━━ Rows ━━
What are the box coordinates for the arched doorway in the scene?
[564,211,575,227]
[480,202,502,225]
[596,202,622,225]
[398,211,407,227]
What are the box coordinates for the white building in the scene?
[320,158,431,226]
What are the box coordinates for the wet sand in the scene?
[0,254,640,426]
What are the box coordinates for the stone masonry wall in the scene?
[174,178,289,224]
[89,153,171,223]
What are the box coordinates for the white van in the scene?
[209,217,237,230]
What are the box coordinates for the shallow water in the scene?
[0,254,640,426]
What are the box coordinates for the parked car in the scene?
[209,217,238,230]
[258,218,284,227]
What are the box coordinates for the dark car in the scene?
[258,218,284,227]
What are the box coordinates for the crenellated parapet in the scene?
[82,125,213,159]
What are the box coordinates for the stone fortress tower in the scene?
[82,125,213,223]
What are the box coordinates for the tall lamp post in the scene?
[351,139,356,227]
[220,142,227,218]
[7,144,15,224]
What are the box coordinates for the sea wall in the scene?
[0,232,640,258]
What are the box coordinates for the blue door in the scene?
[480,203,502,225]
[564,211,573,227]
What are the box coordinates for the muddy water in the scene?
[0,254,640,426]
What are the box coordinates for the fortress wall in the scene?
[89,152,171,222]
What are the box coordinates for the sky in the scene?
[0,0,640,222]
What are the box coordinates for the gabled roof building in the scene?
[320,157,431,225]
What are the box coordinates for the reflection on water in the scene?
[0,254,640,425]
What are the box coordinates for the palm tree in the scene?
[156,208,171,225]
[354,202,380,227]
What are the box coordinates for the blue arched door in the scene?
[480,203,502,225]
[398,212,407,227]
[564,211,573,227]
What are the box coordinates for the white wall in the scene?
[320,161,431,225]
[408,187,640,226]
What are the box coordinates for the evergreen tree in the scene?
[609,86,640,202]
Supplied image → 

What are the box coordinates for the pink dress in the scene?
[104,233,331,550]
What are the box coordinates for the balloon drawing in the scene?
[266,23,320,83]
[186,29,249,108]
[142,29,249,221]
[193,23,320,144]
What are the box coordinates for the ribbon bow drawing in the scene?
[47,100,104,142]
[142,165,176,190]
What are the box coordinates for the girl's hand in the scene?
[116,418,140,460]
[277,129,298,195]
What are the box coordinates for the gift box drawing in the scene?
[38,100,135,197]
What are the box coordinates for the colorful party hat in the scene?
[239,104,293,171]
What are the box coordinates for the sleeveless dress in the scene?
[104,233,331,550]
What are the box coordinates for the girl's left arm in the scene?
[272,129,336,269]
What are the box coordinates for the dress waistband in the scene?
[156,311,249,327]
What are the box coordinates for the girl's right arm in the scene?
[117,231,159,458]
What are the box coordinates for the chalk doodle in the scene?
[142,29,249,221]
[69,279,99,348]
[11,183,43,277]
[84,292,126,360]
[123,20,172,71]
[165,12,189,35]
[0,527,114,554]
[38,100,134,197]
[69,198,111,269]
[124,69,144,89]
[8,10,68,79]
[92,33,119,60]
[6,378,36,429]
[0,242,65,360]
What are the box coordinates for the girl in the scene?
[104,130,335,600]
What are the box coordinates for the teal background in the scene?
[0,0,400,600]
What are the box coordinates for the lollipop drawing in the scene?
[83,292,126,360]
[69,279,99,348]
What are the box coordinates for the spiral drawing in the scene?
━━━
(Written instruction): Copy out every item above, word for word and in the same order.

(Task output):
What are the box coordinates for the arched doorway in the scene?
[564,211,575,227]
[480,202,502,225]
[596,202,622,225]
[398,211,407,227]
What are the box coordinates for the white building in the scene?
[320,158,431,226]
What are the box coordinates for the wet sand in the scene?
[0,254,640,426]
What are the box coordinates for the stone masonry wall in the scene?
[174,178,289,224]
[89,153,171,223]
What are the box coordinates for the white van in the scene?
[209,217,237,230]
What are the box coordinates for the shallow water in the scene?
[0,254,640,426]
What are the box coordinates for the parked car in the scene?
[209,217,238,230]
[258,218,284,227]
What are the box coordinates for the dark car in the scene?
[258,218,284,227]
What are the box coordinates for the crenellated parapet in the scene?
[82,125,213,159]
What are the box coordinates for the stone fortress tower in the scene?
[82,125,213,223]
What are the box coordinates for the tall lamp post in the scene?
[351,139,356,227]
[220,142,227,218]
[7,144,15,224]
What are the box coordinates for the sea wall in the scene?
[0,232,640,258]
What are the box coordinates for the blue door in the scene?
[480,203,502,225]
[564,211,573,227]
What are the box coordinates for the muddy water in the scene?
[0,254,640,426]
What are the box coordinates for the fortress wall in the scene?
[89,152,171,222]
What are the box coordinates for the sky in the scene?
[0,0,640,222]
What are the box coordinates for the gabled roof building in the scene?
[320,157,431,225]
What are the box coordinates for the reflection on water in the scene?
[0,254,640,425]
What are the box coordinates for the palm tree in the scene?
[156,208,171,225]
[354,202,380,227]
What are the box coordinates for the blue arched door in the scene?
[480,203,502,225]
[398,212,407,227]
[564,211,573,227]
What are the box coordinates for the white wall in the scene?
[320,161,431,225]
[408,187,640,226]
What are the box coordinates for the evergreen tree in the scene?
[609,86,640,202]
Supplied image → 

What are the box coordinates for the pink dress in the scene?
[104,233,331,550]
What are the box coordinates for the balloon drawing in the scene?
[266,23,320,83]
[186,29,249,108]
[142,29,249,221]
[193,23,320,144]
What are the box coordinates for the ribbon bow drawing in the scene?
[47,100,104,142]
[142,165,176,190]
What are the box coordinates for the girl's hand in the scene?
[116,418,140,460]
[277,129,298,195]
What are the box coordinates for the gift box drawing in the scene?
[38,100,135,197]
What are the box coordinates for the colorful party hat in the scene?
[239,104,293,171]
What are the box coordinates for the sleeveless dress in the scene?
[104,233,331,550]
What are the box coordinates for the girl's left arm in the scene?
[272,129,336,269]
What are the box coordinates for the dress waistband in the scene?
[156,311,249,327]
What are the box coordinates for the girl's right arm in the scene?
[117,231,159,458]
What are the box coordinates for the chalk doodle in the scene?
[142,29,249,221]
[69,279,99,348]
[11,183,43,277]
[84,292,126,360]
[123,20,172,71]
[165,12,189,35]
[0,527,114,554]
[38,100,134,197]
[69,198,111,269]
[124,69,144,89]
[8,10,68,79]
[92,33,119,60]
[6,378,36,429]
[0,242,65,360]
What are the box coordinates for the girl in the scene?
[104,130,335,600]
What are the box coordinates for the teal background in the scene?
[0,0,400,600]
What are the box coordinates for the lollipop drawing in the scene?
[83,292,126,360]
[69,279,99,348]
What are the box coordinates for the spiral drawing in the scene?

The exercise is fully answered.